5 Common Myths About Brushing Your Teeth

There are many misconceptions about oral hygiene, from how to brush and when to floss to everything in between. Here are five of the most common myths about brushing your teeth. Read on to see for yourself how much truth there is to these claims.

Myth #1—Brushing Harder Cleans Better

One of the largest problems when it comes to taking care of your teeth is the belief that caked-on plaque or calculus goes away when we brush even harder. Unfortunately, rough brushing often does more harm than good, as intensely rigorous brushing may strip away enamel and damage your gums. No matter how stubborn coffee stains may seem, your mouth will thank you after a gentle two-minute brushing with softer bristles.

Myth #2—You Should Floss After Brushing

Many people brush first, then floss to eliminate what’s left over, but doesn’t that seem backward? After all, most of our plaque nestles into the spaces between our teeth. Many dental experts agree that it’s more beneficial to floss first to loosen the plaque and then use the brushing process to collect it and spit it out.

■ **Given information**:
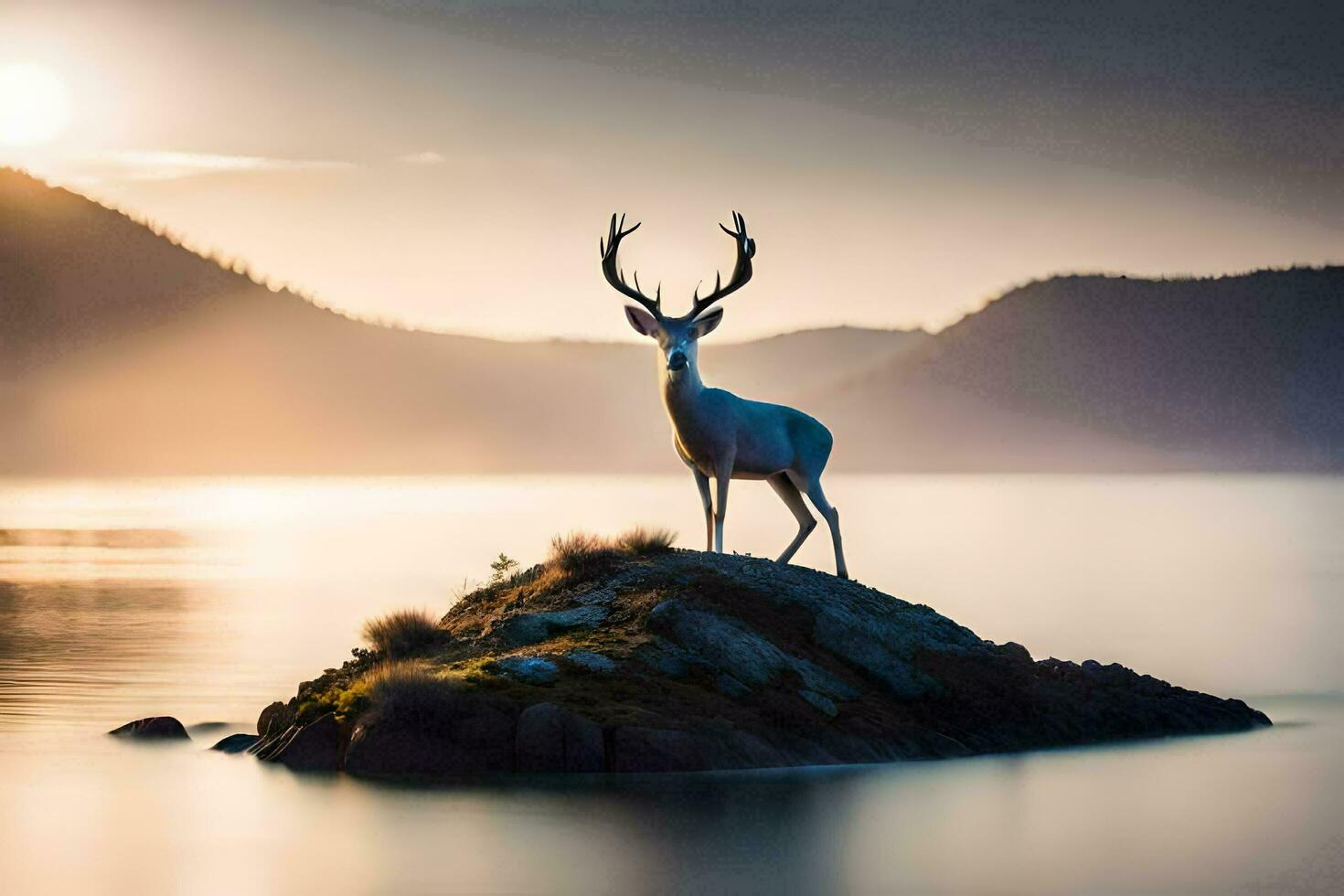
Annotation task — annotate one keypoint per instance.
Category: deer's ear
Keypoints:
(643, 323)
(706, 324)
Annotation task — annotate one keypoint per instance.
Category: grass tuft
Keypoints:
(643, 541)
(409, 695)
(403, 633)
(581, 552)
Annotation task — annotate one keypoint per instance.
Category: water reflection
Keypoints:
(1230, 584)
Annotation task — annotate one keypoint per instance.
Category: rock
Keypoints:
(235, 743)
(526, 629)
(735, 649)
(592, 661)
(656, 750)
(312, 747)
(687, 661)
(820, 701)
(464, 735)
(551, 738)
(534, 670)
(274, 719)
(152, 729)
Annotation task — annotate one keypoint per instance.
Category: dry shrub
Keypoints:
(641, 541)
(403, 633)
(409, 695)
(581, 552)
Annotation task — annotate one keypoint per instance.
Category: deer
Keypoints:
(714, 432)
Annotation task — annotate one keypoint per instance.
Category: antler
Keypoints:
(741, 269)
(615, 277)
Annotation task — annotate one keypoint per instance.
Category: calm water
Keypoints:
(235, 590)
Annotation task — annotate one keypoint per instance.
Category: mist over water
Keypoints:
(210, 598)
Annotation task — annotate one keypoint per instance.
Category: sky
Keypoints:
(452, 164)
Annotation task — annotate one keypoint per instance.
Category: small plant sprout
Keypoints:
(502, 569)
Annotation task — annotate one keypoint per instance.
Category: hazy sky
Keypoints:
(452, 164)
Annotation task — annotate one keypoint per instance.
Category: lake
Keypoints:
(210, 598)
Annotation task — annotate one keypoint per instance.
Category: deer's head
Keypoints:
(677, 336)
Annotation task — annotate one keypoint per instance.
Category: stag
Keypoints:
(715, 432)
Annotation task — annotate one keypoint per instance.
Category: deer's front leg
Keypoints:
(722, 475)
(702, 481)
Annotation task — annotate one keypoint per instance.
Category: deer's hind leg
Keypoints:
(831, 515)
(791, 496)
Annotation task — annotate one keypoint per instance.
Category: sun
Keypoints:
(34, 105)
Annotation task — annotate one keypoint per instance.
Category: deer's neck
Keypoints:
(680, 389)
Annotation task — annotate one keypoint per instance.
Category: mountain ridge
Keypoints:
(123, 351)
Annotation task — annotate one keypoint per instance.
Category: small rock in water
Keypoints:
(152, 729)
(312, 747)
(235, 743)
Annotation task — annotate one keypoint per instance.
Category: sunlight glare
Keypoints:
(34, 105)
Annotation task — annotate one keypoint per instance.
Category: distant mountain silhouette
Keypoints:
(123, 354)
(1238, 372)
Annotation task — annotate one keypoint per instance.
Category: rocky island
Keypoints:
(632, 656)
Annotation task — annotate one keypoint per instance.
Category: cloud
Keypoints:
(428, 157)
(159, 164)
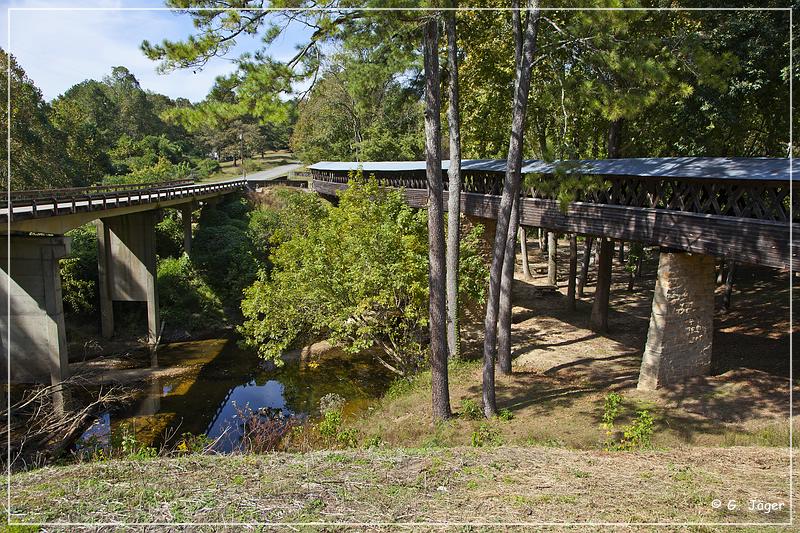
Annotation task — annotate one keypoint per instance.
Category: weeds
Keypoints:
(486, 435)
(470, 409)
(635, 436)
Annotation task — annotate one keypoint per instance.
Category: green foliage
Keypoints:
(611, 408)
(331, 428)
(129, 447)
(486, 435)
(190, 443)
(39, 157)
(638, 435)
(169, 235)
(223, 251)
(471, 409)
(505, 414)
(356, 274)
(186, 301)
(79, 278)
(635, 436)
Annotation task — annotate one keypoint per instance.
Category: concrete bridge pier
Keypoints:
(35, 321)
(186, 219)
(126, 251)
(681, 322)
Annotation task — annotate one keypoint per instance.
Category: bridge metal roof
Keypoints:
(734, 168)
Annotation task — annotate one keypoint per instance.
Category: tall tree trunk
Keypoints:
(523, 245)
(454, 191)
(615, 139)
(599, 318)
(573, 271)
(509, 258)
(506, 296)
(440, 392)
(552, 251)
(587, 256)
(511, 186)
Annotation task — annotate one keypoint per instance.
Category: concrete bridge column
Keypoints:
(186, 218)
(127, 267)
(35, 323)
(682, 320)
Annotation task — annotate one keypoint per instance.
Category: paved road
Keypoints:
(273, 173)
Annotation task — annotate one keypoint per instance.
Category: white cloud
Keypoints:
(58, 49)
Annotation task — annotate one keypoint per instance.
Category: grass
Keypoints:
(500, 484)
(543, 418)
(254, 164)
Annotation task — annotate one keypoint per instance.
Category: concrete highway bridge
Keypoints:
(694, 208)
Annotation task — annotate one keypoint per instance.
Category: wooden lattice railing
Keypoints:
(759, 199)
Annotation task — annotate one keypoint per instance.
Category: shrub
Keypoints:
(222, 249)
(203, 168)
(505, 414)
(331, 423)
(356, 274)
(638, 435)
(184, 298)
(79, 278)
(486, 435)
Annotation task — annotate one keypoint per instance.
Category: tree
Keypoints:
(509, 258)
(453, 189)
(37, 157)
(436, 244)
(356, 274)
(511, 185)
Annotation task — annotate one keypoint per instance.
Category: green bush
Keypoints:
(185, 300)
(471, 409)
(505, 414)
(486, 435)
(79, 278)
(356, 274)
(169, 235)
(203, 168)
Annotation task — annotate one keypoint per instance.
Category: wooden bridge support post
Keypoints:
(681, 322)
(573, 271)
(599, 318)
(186, 218)
(127, 267)
(587, 256)
(523, 246)
(35, 324)
(103, 274)
(552, 250)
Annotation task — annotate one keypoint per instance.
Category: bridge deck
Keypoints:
(60, 210)
(733, 216)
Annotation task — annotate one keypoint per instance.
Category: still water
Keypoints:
(203, 385)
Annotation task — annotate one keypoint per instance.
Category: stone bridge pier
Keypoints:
(681, 321)
(126, 250)
(33, 330)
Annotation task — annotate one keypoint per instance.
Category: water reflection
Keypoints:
(218, 379)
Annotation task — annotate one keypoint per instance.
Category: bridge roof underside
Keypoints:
(717, 168)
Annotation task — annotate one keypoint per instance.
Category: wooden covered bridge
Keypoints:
(694, 209)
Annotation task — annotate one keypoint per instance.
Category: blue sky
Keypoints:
(58, 49)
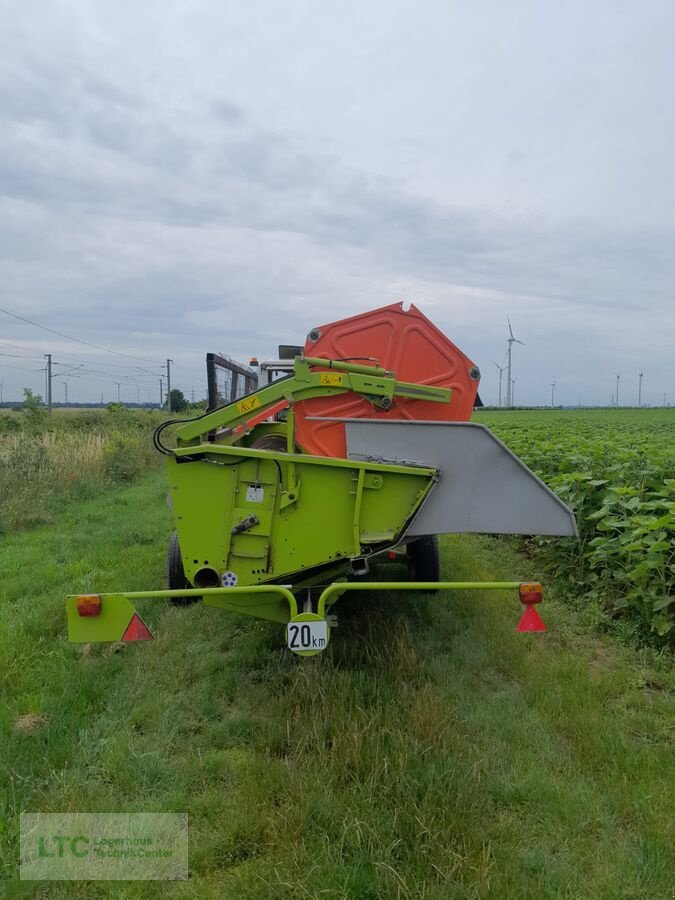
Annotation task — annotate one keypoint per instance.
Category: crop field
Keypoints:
(429, 752)
(616, 469)
(46, 462)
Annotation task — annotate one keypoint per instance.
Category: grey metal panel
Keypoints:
(483, 487)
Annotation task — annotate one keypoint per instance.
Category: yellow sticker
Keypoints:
(330, 379)
(248, 404)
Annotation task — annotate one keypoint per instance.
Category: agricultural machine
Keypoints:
(362, 453)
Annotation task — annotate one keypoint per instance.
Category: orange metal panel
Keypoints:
(404, 342)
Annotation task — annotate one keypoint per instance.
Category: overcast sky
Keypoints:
(179, 177)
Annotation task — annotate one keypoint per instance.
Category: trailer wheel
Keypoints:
(176, 573)
(424, 563)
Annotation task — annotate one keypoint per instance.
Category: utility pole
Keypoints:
(509, 381)
(168, 385)
(501, 370)
(49, 381)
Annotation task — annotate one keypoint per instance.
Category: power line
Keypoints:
(21, 368)
(69, 338)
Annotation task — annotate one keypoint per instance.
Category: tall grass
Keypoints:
(46, 463)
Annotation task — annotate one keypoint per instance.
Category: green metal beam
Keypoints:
(412, 586)
(373, 383)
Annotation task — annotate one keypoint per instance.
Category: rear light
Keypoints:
(88, 605)
(530, 593)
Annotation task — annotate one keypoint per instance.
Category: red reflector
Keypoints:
(88, 605)
(530, 593)
(137, 630)
(531, 621)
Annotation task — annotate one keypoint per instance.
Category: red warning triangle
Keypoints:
(530, 620)
(137, 630)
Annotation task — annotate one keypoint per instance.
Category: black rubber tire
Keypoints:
(176, 573)
(424, 562)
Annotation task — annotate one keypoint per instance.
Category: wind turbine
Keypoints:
(510, 340)
(501, 369)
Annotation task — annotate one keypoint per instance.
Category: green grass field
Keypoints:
(430, 752)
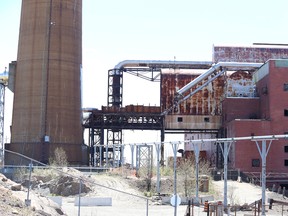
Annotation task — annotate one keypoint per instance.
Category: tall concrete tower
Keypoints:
(47, 81)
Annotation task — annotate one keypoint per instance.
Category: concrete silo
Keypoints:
(47, 81)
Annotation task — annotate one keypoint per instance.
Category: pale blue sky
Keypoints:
(116, 30)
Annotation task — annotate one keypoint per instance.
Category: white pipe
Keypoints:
(164, 64)
(227, 65)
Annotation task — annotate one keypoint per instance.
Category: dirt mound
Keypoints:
(68, 186)
(12, 199)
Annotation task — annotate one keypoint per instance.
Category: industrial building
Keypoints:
(239, 93)
(46, 81)
(215, 102)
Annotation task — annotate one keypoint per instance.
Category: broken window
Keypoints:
(255, 162)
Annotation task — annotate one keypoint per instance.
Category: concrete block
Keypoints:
(56, 199)
(93, 201)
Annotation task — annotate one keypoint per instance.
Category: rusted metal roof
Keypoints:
(248, 54)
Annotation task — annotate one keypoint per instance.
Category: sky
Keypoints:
(115, 30)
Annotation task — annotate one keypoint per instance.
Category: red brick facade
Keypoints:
(263, 115)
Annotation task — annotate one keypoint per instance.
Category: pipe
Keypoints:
(164, 64)
(216, 67)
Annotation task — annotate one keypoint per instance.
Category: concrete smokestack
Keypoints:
(47, 88)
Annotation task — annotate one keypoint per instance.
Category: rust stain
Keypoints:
(247, 54)
(205, 102)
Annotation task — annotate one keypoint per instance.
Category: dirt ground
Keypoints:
(127, 198)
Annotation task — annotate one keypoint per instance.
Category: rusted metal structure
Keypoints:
(198, 110)
(47, 84)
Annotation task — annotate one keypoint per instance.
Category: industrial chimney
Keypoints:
(47, 82)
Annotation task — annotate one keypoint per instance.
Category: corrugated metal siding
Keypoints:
(247, 54)
(205, 102)
(240, 84)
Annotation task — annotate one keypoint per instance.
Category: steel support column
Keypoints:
(263, 151)
(158, 147)
(175, 147)
(225, 152)
(2, 100)
(197, 147)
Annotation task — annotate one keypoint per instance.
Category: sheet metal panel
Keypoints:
(240, 84)
(205, 102)
(248, 54)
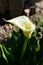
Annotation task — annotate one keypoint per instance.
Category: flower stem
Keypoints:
(24, 48)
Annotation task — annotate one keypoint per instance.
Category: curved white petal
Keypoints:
(23, 20)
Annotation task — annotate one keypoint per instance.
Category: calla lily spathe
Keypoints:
(23, 23)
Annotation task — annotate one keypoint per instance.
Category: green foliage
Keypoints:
(20, 51)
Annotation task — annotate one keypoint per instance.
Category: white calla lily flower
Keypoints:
(23, 23)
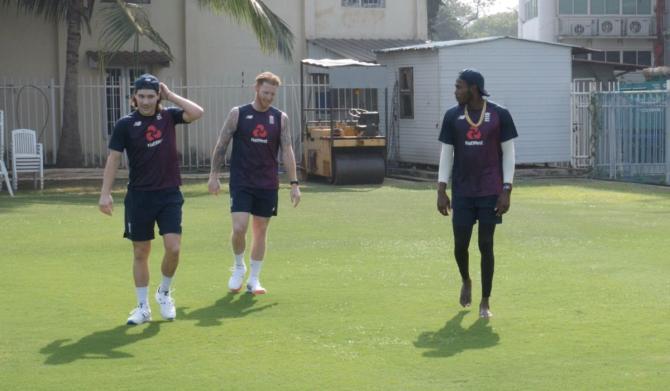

■ **Complete the following**:
1: Copy the tooth-brushing myths article between "5 Common Myths" and "with softer bristles.", inclusive, swapping "enamel" for "tooth enamel".
2: Pick up the tooth-brushing myths article after its last sentence and write what comes next.
None of the lines above needs to be used.

■ **Responses to the exercise**:
1:
5 Common Myths About Brushing Your Teeth

There are many misconceptions about oral hygiene, from how to brush and when to floss to everything in between. Here are five of the most common myths about brushing your teeth. Read on to see for yourself how much truth there is to these claims.

Myth #1—Brushing Harder Cleans Better

One of the largest problems when it comes to taking care of your teeth is the belief that caked-on plaque or calculus goes away when we brush even harder. Unfortunately, rough brushing often does more harm than good, as intensely rigorous brushing may strip away tooth enamel and damage your gums. No matter how stubborn coffee stains may seem, your mouth will thank you after a gentle two-minute brushing with softer bristles.

2:
Myth #3—Sugar Causes Cavities

Sugar is not some magical white powder that eats through our teeth upon contact. When we eat sugary foods, certain bacteria, such as chemotaxis, bind to the sugar. These bacteria are the cause of most cavities, not the sugar itself.

Myth #4—You Should Rinse After Brushing

One common myth about brushing your teeth is a learned habit many of us may want to break: rinsing our mouths out after brushing. One of the main benefits of toothpaste is that one ingredient, fluoride, can help strengthen and protect our teeth. However, when we rinse, swish, and spit afterward, we spit out that fluoride before it can do its job. Your mouth may feel weird when you don’t rinse the toothpaste out, but many dental experts agree it’s better for our oral health.

Myth #5—White Teeth Are Healthy Teeth

Many people focus on making their teeth as white as possible. Many kinds of toothpaste boast that their primary function is whitening power, and these options concentrate less on cavity protection or strengthening enamel. If you brush solely to get your teeth as white as possible, you may cover up a deeper dental issue that can result in further problems. It’s OK to want your teeth to sparkle, but don’t forget to check for other issues beyond discoloration.